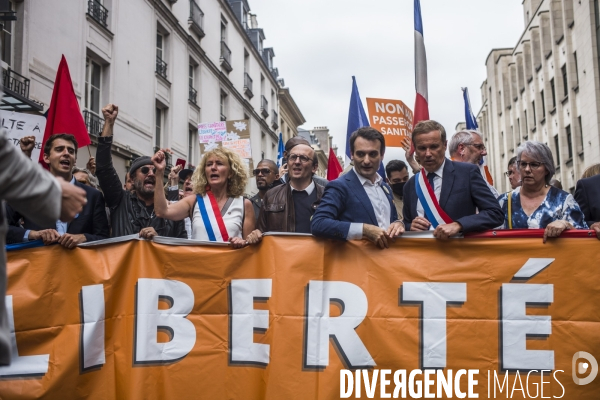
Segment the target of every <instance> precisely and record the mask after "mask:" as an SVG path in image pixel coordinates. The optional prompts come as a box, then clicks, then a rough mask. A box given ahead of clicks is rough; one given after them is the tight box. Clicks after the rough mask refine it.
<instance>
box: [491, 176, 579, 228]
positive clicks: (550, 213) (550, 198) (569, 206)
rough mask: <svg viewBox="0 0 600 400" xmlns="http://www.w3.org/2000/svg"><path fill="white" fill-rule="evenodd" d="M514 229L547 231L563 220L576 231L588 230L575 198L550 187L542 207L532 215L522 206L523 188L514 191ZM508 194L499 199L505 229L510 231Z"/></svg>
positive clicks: (513, 221) (533, 212) (512, 219)
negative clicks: (568, 223)
mask: <svg viewBox="0 0 600 400" xmlns="http://www.w3.org/2000/svg"><path fill="white" fill-rule="evenodd" d="M511 197H512V204H511V208H512V213H511V214H512V227H513V229H545V228H546V226H548V224H550V223H551V222H554V221H558V220H563V221H567V222H569V223H571V225H573V227H574V228H575V229H588V226H587V224H586V223H585V218H584V216H583V212H582V211H581V209H580V208H579V204H577V202H576V201H575V198H573V196H572V195H571V194H569V193H567V192H565V191H564V190H560V189H557V188H555V187H554V186H550V190H548V193H547V194H546V198H545V199H544V201H543V202H542V204H540V206H539V207H538V208H537V209H536V210H535V211H534V212H533V213H531V215H530V216H527V214H525V211H523V207H522V206H521V187H518V188H516V189H515V190H513V191H512V196H511ZM507 199H508V193H504V194H503V195H502V196H500V197H499V198H498V202H499V203H500V207H502V211H504V224H503V225H502V228H503V229H508V202H507Z"/></svg>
--------------------------------
* **ASSIGNED TASK**
If an entry holds a picture, leave that picture out, and transcribe the rest of the listing above exactly.

* **EXERCISE RESULT**
Segment the target of every <instance> precisely and record the mask after "mask:" as an SVG path in image pixel coordinates. The optional prompts come as a box, then clicks, then a rough mask. A box given ahead of clicks is rough; one given after them is the tight box. Clicks after the rough mask refine it.
<instance>
box: [491, 176, 579, 228]
positive clicks: (550, 213) (550, 198) (569, 206)
rough mask: <svg viewBox="0 0 600 400" xmlns="http://www.w3.org/2000/svg"><path fill="white" fill-rule="evenodd" d="M514 229L547 231L563 220L576 231L588 230L575 198L550 187L542 207L532 215L522 206L523 188L514 191ZM508 194L499 199L505 229L510 231Z"/></svg>
positive clicks: (513, 221) (533, 212) (512, 219)
negative clicks: (568, 223)
mask: <svg viewBox="0 0 600 400" xmlns="http://www.w3.org/2000/svg"><path fill="white" fill-rule="evenodd" d="M511 197H512V204H511V208H512V213H511V214H512V227H513V229H545V228H546V226H548V224H550V223H551V222H554V221H558V220H563V221H567V222H569V223H571V225H573V227H574V228H575V229H588V226H587V224H586V223H585V218H584V216H583V212H582V211H581V209H580V208H579V204H577V202H576V201H575V198H573V196H572V195H571V194H569V193H567V192H565V191H564V190H560V189H557V188H555V187H554V186H550V190H548V193H547V194H546V198H545V199H544V201H543V202H542V204H540V206H539V207H538V208H537V209H536V210H535V211H534V212H533V213H531V215H530V216H527V214H525V211H523V207H522V206H521V187H518V188H516V189H515V190H513V191H512V196H511ZM507 199H508V193H504V194H503V195H502V196H500V197H499V198H498V202H499V203H500V207H502V211H504V224H503V225H502V228H503V229H508V202H507Z"/></svg>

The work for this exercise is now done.